[TO DO] Can you rewrite every line of the listing below as a numbered list, leaving out any blank lines?

[DATASET EXCERPTS]
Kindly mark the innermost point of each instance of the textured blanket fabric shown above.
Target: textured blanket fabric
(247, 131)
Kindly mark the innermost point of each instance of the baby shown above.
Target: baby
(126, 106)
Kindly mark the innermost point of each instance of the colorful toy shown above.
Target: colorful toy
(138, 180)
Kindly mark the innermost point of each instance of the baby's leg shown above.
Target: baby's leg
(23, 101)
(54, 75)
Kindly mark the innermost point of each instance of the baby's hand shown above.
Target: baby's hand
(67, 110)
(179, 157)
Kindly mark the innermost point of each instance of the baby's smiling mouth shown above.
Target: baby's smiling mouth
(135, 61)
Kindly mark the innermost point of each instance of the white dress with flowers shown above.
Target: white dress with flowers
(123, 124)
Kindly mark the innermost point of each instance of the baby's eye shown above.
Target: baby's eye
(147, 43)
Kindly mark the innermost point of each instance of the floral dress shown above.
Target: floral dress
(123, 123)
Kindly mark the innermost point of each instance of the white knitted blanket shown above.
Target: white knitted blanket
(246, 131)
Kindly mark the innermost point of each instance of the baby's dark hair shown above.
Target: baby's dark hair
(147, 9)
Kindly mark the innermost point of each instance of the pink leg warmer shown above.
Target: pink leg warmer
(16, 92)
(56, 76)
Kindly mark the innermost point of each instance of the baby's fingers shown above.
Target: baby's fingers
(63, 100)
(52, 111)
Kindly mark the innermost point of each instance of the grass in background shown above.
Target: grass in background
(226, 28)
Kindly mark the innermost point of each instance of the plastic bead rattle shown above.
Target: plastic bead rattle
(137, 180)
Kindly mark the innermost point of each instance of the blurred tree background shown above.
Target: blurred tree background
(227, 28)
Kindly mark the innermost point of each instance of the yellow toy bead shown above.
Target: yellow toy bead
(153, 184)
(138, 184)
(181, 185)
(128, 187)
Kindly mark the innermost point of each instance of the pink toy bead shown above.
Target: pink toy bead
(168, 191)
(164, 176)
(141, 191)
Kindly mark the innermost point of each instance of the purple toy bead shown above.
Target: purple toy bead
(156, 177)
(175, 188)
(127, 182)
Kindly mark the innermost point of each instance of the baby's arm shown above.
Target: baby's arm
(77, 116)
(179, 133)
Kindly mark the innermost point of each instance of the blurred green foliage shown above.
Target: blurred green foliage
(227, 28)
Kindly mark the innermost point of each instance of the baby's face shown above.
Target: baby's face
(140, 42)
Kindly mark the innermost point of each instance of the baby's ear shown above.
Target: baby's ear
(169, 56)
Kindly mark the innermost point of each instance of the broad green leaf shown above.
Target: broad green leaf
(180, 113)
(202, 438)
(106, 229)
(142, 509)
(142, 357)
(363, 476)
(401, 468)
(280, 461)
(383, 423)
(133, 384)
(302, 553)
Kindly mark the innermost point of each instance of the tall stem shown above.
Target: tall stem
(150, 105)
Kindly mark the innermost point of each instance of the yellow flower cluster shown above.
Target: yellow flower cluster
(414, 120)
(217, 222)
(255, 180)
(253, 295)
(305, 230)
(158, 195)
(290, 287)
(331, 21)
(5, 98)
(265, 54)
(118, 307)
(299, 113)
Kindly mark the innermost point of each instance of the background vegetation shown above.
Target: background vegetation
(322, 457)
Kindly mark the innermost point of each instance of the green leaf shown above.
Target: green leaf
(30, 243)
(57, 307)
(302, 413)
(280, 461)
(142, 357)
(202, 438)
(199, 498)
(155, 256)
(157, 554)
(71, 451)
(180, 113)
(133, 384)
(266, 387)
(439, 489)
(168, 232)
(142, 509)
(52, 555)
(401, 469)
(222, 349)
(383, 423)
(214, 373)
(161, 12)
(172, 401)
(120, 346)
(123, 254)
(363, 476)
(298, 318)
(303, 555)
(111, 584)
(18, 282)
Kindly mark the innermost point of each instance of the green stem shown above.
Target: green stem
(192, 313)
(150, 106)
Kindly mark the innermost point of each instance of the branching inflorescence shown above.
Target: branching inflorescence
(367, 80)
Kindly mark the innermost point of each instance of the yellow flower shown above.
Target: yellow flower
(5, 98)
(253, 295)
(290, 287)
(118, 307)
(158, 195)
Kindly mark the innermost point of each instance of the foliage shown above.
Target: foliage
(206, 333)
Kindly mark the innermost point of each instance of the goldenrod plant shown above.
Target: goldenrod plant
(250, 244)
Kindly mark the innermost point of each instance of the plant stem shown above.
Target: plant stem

[FINISHED ANSWER]
1. Kindly mark the innermost point of each instance of the textured blanket fabric shown above.
2. Target: textured blanket fabric
3. (247, 131)
4. Kindly mark the innermost point of each instance of the baby shown above.
5. Target: baby
6. (126, 106)
7. Kindly mark the innermost point of each instance of the colorful toy shown above.
8. Target: colorful toy
9. (138, 180)
10. Kindly mark the innermost point of each instance of the baby's leg shown above.
11. Target: baby's leg
12. (23, 101)
13. (54, 75)
14. Kindly mark the innermost point of each instance of the baby's hand shown above.
15. Target: baby's hand
16. (67, 110)
17. (179, 157)
18. Kindly mark the innermost point of each instance of the baby's smiling mouth shown above.
19. Target: baby's smiling mouth
20. (135, 61)
21. Kindly mark the innermost point of each instance of the white dress with flowers shown above.
22. Target: white dress with flowers
23. (123, 124)
24. Kindly mark the innermost point of each instance of the baby's eye shown above.
25. Target: baby's eye
26. (147, 43)
27. Kindly mark the innermost point of each instance of the floral dress shown above.
28. Target: floral dress
29. (123, 123)
30. Kindly mark the innermost point of each instance of the white knitted blanket shown above.
31. Target: white knitted blanket
32. (246, 131)
33. Kindly mark the innermost point of each instance of the baby's dark hair shown above.
34. Target: baby's dark hair
35. (147, 9)
36. Kindly mark the innermost point of each instance of the pink leg warmer shown above.
37. Target: pink leg warmer
38. (16, 92)
39. (56, 76)
40. Kindly mark the innermost point of each instance of the baby's fingers shown above.
41. Target: baby's fingers
42. (63, 100)
43. (52, 111)
44. Kindly mark the innermost point of each instance of the grass in background shown above.
45. Target: grass in background
46. (226, 28)
47. Kindly mark the innermost point of each instance of the plastic bead rattle shown above.
48. Target: plastic bead rattle
49. (137, 180)
50. Kindly mark the innermost point of each instance of the blurred tree background shown above.
51. Target: blurred tree background
52. (227, 28)
53. Kindly mark the innermost point of each instance of the yellow toy bead shown above.
54. Target: yellow toy bead
55. (153, 184)
56. (138, 184)
57. (181, 185)
58. (128, 187)
59. Kindly mark the innermost point of each instance of the pink toy bead shown above.
60. Target: pink toy bead
61. (168, 191)
62. (164, 176)
63. (141, 191)
64. Kindly mark the innermost point of each instance of the purple toy bead shown above.
65. Target: purple toy bead
66. (156, 177)
67. (175, 188)
68. (127, 182)
69. Kindly mark the innermost point of each instance of the baby's arm shown above.
70. Target: baby's arm
71. (77, 116)
72. (179, 133)
73. Kindly mark the innermost point of each instance of the blurred green foliage shown above.
74. Target: blurred green foliage
75. (227, 28)
76. Kindly mark the innermost point of each instance of the baby's face shown above.
77. Target: baby's face
78. (140, 42)
79. Kindly mark the innermost point of each instance of the baby's ear shown above.
80. Target: baby's ear
81. (169, 56)
82. Kindly mark the innermost point of each instance of the broad green leaf shown above.
83. Target: broad green leaf
84. (180, 113)
85. (202, 438)
86. (106, 229)
87. (142, 509)
88. (142, 357)
89. (363, 476)
90. (401, 468)
91. (280, 461)
92. (383, 423)
93. (133, 384)
94. (302, 553)
95. Kindly mark the innermost point of each instance of the tall stem shown above.
96. Target: tall stem
97. (150, 105)
98. Kindly mark the innermost point of each instance of the yellow flower cluster shown above.
99. Target: yellow flower cluster
100. (414, 120)
101. (217, 222)
102. (255, 180)
103. (253, 295)
104. (305, 230)
105. (158, 195)
106. (290, 287)
107. (331, 21)
108. (5, 98)
109. (265, 54)
110. (118, 307)
111. (299, 113)
112. Kindly mark the innermost point of each instance of the background vegetation shown above.
113. Target: background vegetation
114. (322, 457)
115. Kindly mark the innermost point of each instance of the green leaf shown above.
116. Target: green leaf
117. (30, 243)
118. (57, 307)
119. (302, 413)
120. (280, 461)
121. (142, 357)
122. (202, 438)
123. (199, 498)
124. (155, 256)
125. (157, 554)
126. (71, 451)
127. (180, 113)
128. (133, 384)
129. (266, 387)
130. (439, 489)
131. (168, 232)
132. (142, 509)
133. (52, 555)
134. (401, 469)
135. (222, 349)
136. (383, 423)
137. (214, 373)
138. (161, 12)
139. (172, 401)
140. (120, 346)
141. (123, 254)
142. (363, 476)
143. (298, 318)
144. (303, 555)
145. (111, 584)
146. (18, 282)
147. Kindly mark the innermost point of each instance of the green stem shown above.
148. Target: green stem
149. (192, 313)
150. (150, 106)
151. Kindly mark the innermost point of each instance of the branching inflorescence shown above.
152. Target: branching inflorescence
153. (367, 80)
154. Kindly mark the innermost point of each instance of the yellow flower shown above.
155. Target: yellow flower
156. (5, 98)
157. (253, 295)
158. (290, 287)
159. (118, 307)
160. (158, 195)
161. Kindly mark the innermost point of each instance of the foliage shown above.
162. Target: foliage
163. (206, 333)
164. Kindly mark the innermost point of each instance of the goldenrod plant shown above.
165. Target: goldenrod plant
166. (250, 244)
167. Kindly mark the innermost point of each instance of the plant stem shown above.
168. Target: plant stem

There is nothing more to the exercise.